[Excerpts from a point labeling dataset]
-------------------------

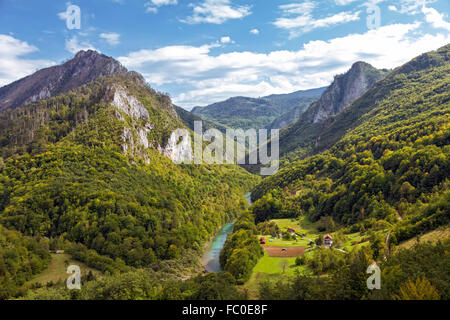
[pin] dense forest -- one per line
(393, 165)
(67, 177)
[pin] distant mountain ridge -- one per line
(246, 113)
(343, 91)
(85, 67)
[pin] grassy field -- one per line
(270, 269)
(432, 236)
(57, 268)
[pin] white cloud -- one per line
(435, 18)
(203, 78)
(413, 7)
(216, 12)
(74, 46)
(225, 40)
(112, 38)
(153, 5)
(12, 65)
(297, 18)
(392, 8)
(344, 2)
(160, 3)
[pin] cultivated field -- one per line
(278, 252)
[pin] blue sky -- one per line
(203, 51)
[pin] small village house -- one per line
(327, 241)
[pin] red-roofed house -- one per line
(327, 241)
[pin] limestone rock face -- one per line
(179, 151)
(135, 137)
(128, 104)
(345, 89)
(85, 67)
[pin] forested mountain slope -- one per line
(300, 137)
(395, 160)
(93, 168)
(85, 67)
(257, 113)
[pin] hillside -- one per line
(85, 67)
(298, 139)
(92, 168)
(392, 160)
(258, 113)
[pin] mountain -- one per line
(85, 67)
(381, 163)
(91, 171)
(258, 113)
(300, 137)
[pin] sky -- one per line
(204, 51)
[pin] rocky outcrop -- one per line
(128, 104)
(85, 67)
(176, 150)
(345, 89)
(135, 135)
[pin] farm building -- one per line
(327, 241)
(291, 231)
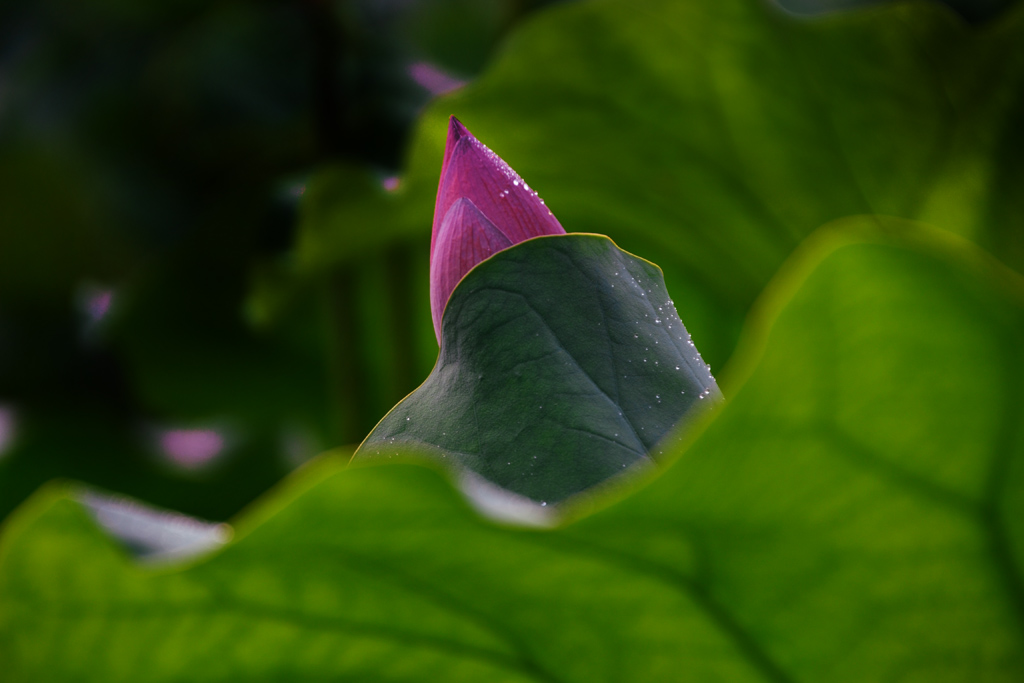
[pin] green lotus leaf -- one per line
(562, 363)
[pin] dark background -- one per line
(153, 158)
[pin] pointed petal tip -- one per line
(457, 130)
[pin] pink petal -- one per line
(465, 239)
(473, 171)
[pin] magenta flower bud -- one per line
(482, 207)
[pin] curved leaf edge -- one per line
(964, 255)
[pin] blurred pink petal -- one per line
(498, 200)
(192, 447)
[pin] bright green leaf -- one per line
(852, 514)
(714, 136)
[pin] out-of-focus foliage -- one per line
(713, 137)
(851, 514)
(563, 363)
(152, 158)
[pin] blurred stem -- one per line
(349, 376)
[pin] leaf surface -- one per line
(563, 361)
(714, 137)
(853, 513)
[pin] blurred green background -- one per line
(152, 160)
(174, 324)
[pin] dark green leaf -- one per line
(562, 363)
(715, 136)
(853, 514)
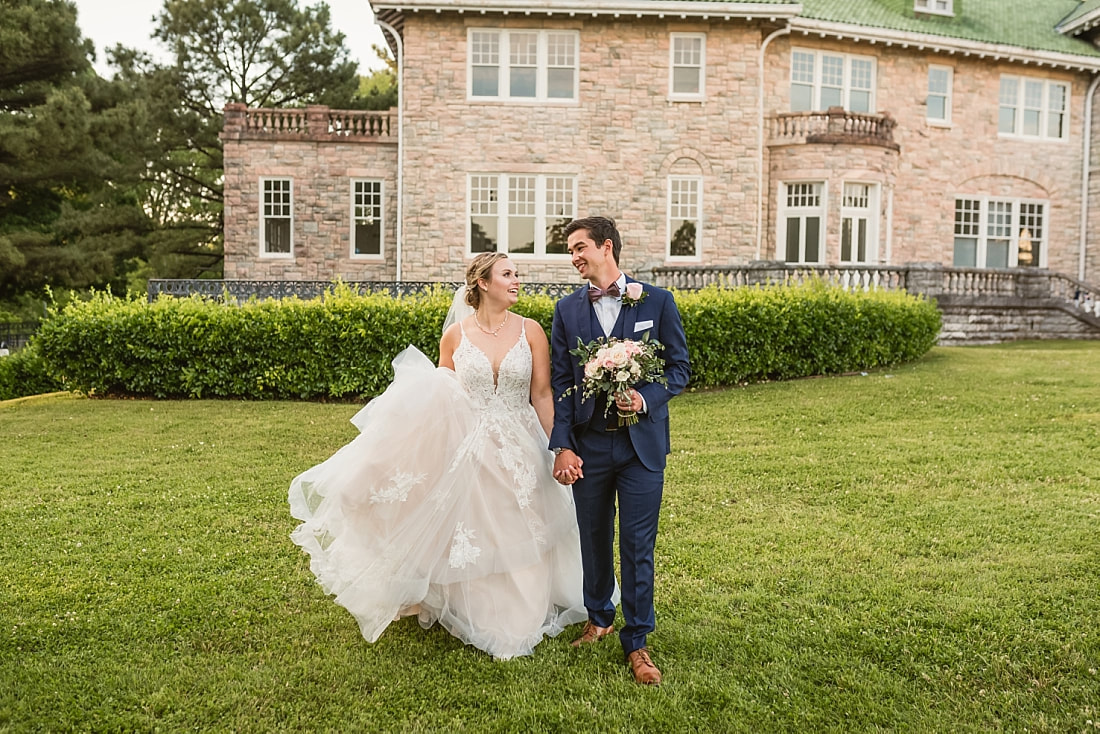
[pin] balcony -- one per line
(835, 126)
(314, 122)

-------------------------

**Instructions for the task:**
Lay out all of the lines above as a numbered list, leaving out blank lines. Don't include the pictures in your answer.

**Result:**
1. [pin] dense forest -- one per line
2. (393, 165)
3. (67, 177)
4. [pin] distant mountain ridge -- one per line
5. (246, 113)
6. (343, 91)
7. (85, 67)
8. [pin] grassy field -- one per line
9. (270, 269)
10. (432, 236)
11. (57, 268)
12. [pin] white cloud -- one per line
13. (435, 18)
14. (203, 78)
15. (413, 7)
16. (216, 12)
17. (74, 46)
18. (225, 40)
19. (112, 38)
20. (153, 5)
21. (12, 65)
22. (297, 18)
23. (392, 8)
24. (344, 2)
25. (160, 3)
26. [pin] cultivated field -- one per line
27. (278, 252)
28. [pin] blue sky -- one per line
29. (203, 51)
30. [pin] small village house -- one per line
31. (327, 241)
32. [pin] red-roofed house -- one per line
33. (327, 241)
34. [pin] limestone rock face -- one per line
35. (179, 151)
36. (135, 137)
37. (128, 104)
38. (345, 89)
39. (85, 67)
40. [pin] forested mountain slope -- one per line
41. (300, 137)
42. (395, 160)
43. (93, 168)
44. (85, 67)
45. (257, 113)
46. [pin] hillside -- one per line
47. (85, 67)
48. (298, 139)
49. (92, 168)
50. (392, 160)
51. (258, 113)
52. [pin] mountain -- one per line
53. (85, 67)
54. (381, 163)
55. (91, 171)
56. (258, 113)
57. (300, 137)
58. [pin] sky -- one per line
59. (204, 51)
60. [pin] rocky outcrop -- one per line
61. (128, 104)
62. (85, 67)
63. (176, 150)
64. (345, 89)
65. (135, 135)
66. [pin] farm building -- one per line
67. (327, 241)
68. (291, 231)
69. [pin] green lotus leaf -- one per line
70. (562, 363)
71. [pin] dark background -- one per line
72. (153, 158)
73. [pin] pointed petal tip -- one per line
74. (457, 130)
75. [pin] pink petal -- one per line
76. (465, 239)
77. (473, 171)
78. [pin] magenta flower bud -- one per line
79. (482, 207)
80. [pin] curved leaf edge -- one per line
81. (964, 255)
82. [pin] blurred pink petal -- one per line
83. (498, 200)
84. (192, 447)
85. [pin] bright green leaf -- one per line
86. (852, 514)
87. (714, 136)
88. [pin] out-of-focus foliage -- one per line
89. (713, 137)
90. (851, 514)
91. (563, 363)
92. (152, 158)
93. [pin] blurred stem -- one per line
94. (349, 376)
95. [pin] leaf surface -- one per line
96. (563, 361)
97. (714, 137)
98. (853, 513)
99. [pin] blurred green background -- one per line
100. (152, 160)
101. (174, 324)
102. [pin] dark green leaf -- one per line
103. (562, 363)
104. (715, 136)
105. (853, 514)
106. [pin] balcony -- one per line
107. (835, 126)
108. (314, 122)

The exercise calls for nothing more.